Provided data:

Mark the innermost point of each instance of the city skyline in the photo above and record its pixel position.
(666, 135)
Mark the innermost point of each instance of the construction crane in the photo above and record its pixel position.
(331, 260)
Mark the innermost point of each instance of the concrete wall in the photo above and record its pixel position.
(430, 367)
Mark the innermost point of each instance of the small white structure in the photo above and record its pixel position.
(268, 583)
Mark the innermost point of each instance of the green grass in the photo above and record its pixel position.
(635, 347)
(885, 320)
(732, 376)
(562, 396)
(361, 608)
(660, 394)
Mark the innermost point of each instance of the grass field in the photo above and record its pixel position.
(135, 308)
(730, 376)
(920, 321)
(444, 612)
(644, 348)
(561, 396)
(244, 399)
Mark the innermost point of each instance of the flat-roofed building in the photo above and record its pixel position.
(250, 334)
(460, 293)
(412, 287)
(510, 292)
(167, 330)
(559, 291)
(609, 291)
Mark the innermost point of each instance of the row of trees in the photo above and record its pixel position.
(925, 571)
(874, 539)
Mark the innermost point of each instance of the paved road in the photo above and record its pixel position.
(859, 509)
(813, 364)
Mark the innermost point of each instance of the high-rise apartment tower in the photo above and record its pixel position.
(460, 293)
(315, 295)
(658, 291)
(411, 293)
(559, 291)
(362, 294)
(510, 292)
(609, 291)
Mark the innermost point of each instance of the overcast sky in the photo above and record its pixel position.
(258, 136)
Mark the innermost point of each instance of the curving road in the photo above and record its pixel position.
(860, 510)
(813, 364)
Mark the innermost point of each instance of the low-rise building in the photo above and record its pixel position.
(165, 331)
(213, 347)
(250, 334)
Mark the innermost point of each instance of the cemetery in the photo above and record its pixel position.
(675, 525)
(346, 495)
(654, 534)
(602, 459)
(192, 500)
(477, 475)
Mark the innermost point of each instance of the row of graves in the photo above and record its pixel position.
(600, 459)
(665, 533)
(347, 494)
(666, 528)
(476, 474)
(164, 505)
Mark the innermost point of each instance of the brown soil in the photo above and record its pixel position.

Problem to work on: Repeat each line of the data exactly as it appears above.

Answer space:
Mark the innermost point of each instance of the city skyline in the photo above and record its pixel position.
(666, 135)
Mark the innermost point of each instance of the construction crane in the photo above and record its pixel position.
(331, 260)
Mark the innermost point of each instance of the concrete wall in the photo above and record its pixel position.
(430, 367)
Mark the innermost point of each instance of the small white structure in the photo above and record its pixel position.
(268, 583)
Mark the innermost point of each instance of the green grass in the photo above and record its pixel position.
(635, 347)
(885, 320)
(732, 376)
(562, 396)
(361, 608)
(660, 394)
Mark the innermost point of each instance of the grass field in the photo above and record its pixel position.
(135, 308)
(730, 376)
(920, 321)
(444, 612)
(644, 348)
(561, 396)
(244, 399)
Mark the innermost point of each instance of the flat-roofed building in the photo above and record its pixel position.
(250, 334)
(460, 293)
(412, 287)
(510, 292)
(167, 330)
(559, 291)
(609, 291)
Mark the innermost point of each instance of the row of trees in the photo above and record its pixel position.
(925, 571)
(874, 539)
Mark the innermost point of each instance of the paved road in the photo above and record its pixel position.
(859, 509)
(813, 364)
Mark the innermost point of each instance of the high-rise apartment tower in the photo above and record its pixel position.
(460, 293)
(315, 295)
(658, 291)
(411, 293)
(559, 291)
(362, 294)
(510, 292)
(609, 291)
Mark the innermost point of each instance of the overcast sky in the photo above and record its pixel position.
(258, 136)
Mark the innermost point of each instance of the curving road in the photo above and record its pixel position.
(860, 510)
(813, 364)
Mark the innermost point of each instance of the low-rise building in the photo above and record its pixel position.
(165, 331)
(213, 347)
(250, 334)
Mark the innermost point of each instance of the cemetery in the photo above and record its pixel position.
(675, 525)
(346, 495)
(654, 534)
(602, 459)
(192, 500)
(477, 475)
Mark the innermost point of each instance of the row of graves in the photo above and record its pixel position.
(600, 459)
(665, 533)
(347, 494)
(666, 528)
(476, 474)
(164, 505)
Mark the innermost point of each instance of the brown soil in the photo above and record its pixel position.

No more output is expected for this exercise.